(Coordinate labeling data)
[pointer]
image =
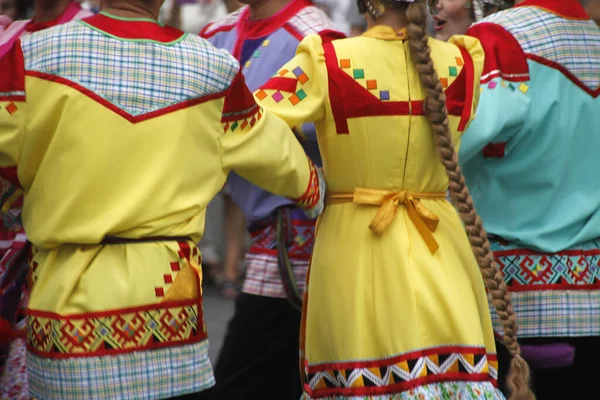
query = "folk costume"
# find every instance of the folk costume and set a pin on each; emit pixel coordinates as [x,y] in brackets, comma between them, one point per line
[398,311]
[14,247]
[122,131]
[528,160]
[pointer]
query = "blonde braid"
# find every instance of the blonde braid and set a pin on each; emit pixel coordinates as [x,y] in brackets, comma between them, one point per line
[435,109]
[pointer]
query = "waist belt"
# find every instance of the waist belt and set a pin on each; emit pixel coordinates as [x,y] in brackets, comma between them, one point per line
[424,220]
[121,240]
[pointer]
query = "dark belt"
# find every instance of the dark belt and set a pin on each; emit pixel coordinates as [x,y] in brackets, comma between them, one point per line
[285,238]
[148,239]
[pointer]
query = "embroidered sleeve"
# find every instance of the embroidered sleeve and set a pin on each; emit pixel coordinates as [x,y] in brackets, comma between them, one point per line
[12,106]
[466,93]
[298,91]
[504,98]
[262,149]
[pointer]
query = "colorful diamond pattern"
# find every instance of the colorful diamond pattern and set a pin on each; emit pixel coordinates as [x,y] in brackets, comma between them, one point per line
[358,73]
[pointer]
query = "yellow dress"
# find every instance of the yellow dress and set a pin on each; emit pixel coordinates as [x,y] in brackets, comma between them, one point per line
[122,131]
[402,314]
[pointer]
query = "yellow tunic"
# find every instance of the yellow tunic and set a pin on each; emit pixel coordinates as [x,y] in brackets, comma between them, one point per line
[125,128]
[385,317]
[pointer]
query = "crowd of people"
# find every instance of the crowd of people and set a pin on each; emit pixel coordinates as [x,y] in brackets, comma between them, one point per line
[398,195]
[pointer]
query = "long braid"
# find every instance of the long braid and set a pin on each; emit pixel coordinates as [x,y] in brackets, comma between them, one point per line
[435,108]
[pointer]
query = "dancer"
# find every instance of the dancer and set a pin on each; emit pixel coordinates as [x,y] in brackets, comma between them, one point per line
[528,160]
[454,17]
[122,130]
[398,311]
[14,247]
[265,327]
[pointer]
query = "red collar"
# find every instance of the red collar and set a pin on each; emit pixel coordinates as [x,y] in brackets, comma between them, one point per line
[72,9]
[252,29]
[569,9]
[134,28]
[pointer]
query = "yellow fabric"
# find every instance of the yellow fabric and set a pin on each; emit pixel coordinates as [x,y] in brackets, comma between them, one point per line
[425,221]
[371,297]
[88,173]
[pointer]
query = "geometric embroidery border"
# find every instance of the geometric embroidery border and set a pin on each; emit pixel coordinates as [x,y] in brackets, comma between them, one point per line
[527,270]
[105,333]
[403,372]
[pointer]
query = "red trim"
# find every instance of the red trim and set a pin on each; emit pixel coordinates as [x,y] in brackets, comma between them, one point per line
[225,28]
[12,73]
[359,102]
[100,314]
[329,35]
[592,92]
[239,101]
[124,114]
[504,56]
[494,150]
[335,89]
[134,29]
[401,386]
[569,9]
[199,336]
[280,83]
[70,12]
[552,287]
[394,360]
[294,32]
[468,72]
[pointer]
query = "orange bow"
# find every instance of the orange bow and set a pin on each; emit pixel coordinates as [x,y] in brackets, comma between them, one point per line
[424,220]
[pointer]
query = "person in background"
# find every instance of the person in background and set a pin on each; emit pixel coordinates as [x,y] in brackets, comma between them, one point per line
[262,337]
[530,159]
[592,7]
[192,15]
[358,23]
[454,17]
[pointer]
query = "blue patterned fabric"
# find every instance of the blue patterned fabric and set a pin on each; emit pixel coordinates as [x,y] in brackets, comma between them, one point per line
[145,375]
[187,69]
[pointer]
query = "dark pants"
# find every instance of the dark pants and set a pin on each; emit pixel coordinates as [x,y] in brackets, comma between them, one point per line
[578,381]
[260,354]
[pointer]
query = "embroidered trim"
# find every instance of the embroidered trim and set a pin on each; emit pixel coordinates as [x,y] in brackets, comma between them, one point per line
[160,325]
[403,372]
[245,120]
[525,270]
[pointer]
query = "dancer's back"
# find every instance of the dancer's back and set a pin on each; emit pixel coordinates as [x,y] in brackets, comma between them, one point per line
[377,298]
[122,131]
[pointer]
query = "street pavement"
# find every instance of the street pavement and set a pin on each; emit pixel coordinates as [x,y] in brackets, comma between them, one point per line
[217,312]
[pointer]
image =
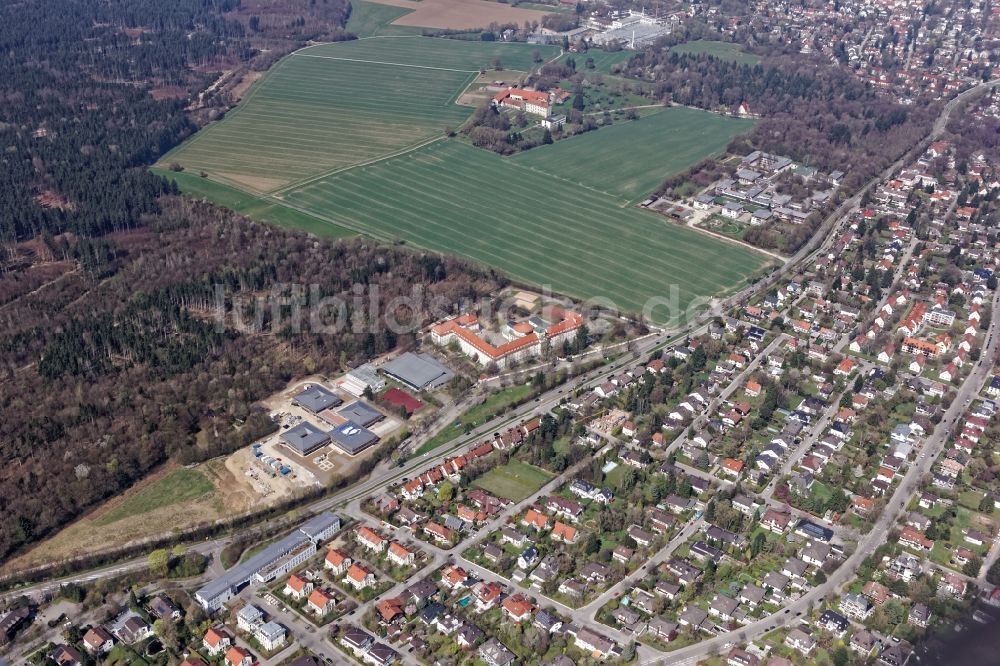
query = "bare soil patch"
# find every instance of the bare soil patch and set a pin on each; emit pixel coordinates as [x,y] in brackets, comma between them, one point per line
[168,92]
[460,14]
[256,183]
[241,87]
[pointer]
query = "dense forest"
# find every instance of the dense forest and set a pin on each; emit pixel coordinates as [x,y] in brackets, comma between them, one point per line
[822,116]
[107,372]
[93,91]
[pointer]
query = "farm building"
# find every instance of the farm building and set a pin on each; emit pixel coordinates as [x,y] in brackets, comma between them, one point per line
[529,101]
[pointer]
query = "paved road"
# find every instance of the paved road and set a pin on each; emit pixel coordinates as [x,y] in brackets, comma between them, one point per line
[933,446]
[384,476]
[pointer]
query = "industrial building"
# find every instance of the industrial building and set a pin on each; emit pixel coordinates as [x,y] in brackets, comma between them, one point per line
[418,371]
[362,378]
[352,439]
[276,560]
[316,398]
[361,413]
[304,438]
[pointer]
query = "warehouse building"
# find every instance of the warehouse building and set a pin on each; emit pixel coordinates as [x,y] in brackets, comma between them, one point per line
[304,438]
[316,398]
[361,413]
[418,371]
[352,439]
[275,560]
[362,378]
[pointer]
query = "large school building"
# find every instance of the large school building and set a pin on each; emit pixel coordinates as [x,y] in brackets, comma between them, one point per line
[523,340]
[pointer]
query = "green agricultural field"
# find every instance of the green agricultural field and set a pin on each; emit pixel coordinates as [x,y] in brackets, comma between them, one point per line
[603,60]
[630,160]
[515,480]
[721,50]
[252,205]
[493,405]
[335,105]
[178,486]
[348,138]
[540,229]
[369,19]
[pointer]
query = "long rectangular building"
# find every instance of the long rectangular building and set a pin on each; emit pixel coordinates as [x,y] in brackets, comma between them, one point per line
[277,559]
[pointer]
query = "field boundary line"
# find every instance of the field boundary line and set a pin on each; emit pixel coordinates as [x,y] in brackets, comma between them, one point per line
[729,239]
[609,195]
[277,193]
[383,62]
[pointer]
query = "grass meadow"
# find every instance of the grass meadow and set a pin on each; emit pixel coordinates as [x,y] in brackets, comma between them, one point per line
[538,228]
[630,160]
[332,106]
[515,480]
[347,138]
[721,50]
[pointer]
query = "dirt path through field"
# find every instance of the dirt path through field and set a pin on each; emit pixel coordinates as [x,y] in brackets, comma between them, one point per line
[460,14]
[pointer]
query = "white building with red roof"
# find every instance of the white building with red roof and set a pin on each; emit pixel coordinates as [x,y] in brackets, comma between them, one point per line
[523,340]
[529,101]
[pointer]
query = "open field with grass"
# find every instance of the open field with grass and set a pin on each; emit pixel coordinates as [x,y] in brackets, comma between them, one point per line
[369,19]
[603,60]
[173,498]
[252,205]
[721,50]
[178,486]
[631,159]
[335,105]
[540,229]
[515,480]
[335,141]
[460,14]
[493,405]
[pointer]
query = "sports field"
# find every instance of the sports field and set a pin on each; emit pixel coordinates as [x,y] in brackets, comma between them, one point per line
[540,229]
[631,159]
[335,105]
[721,50]
[515,480]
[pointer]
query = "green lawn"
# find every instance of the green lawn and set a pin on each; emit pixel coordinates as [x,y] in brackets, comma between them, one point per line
[603,60]
[330,135]
[371,18]
[515,480]
[630,160]
[722,50]
[494,404]
[177,486]
[251,205]
[330,106]
[450,197]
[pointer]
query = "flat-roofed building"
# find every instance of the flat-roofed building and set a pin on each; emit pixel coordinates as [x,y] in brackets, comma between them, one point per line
[352,439]
[304,438]
[418,371]
[316,398]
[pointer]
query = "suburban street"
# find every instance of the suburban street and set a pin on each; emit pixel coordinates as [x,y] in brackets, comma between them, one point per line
[616,358]
[904,492]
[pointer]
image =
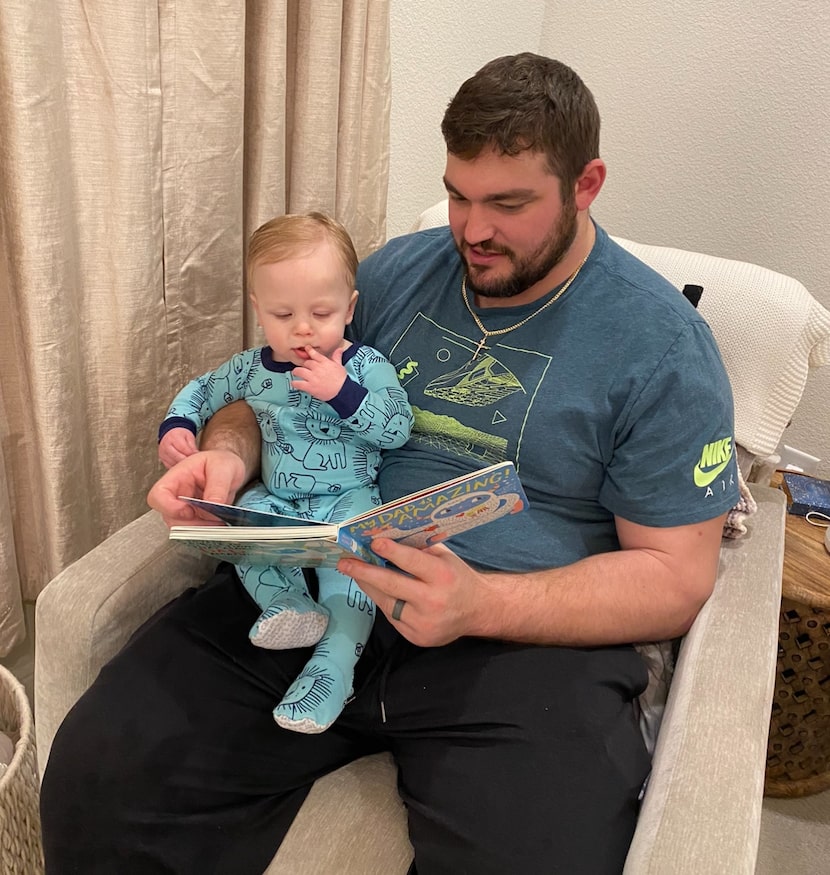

▶ _SHORT PROBLEM_:
Show each line of the records above that contains the word "grass", copied in full.

▶ _SOLUTION TO THE PROBLEM_:
query = "grass meadow"
# find every instance of the grass meadow and set a pin on each; emit pixel coordinates as [x,y] in brackets, comma between them, one point per line
query = "open field with grass"
# find every instance of the open field with grass and set a pin on each; emit pixel coordinates as [x,y] in brackets, comma between them, one point per line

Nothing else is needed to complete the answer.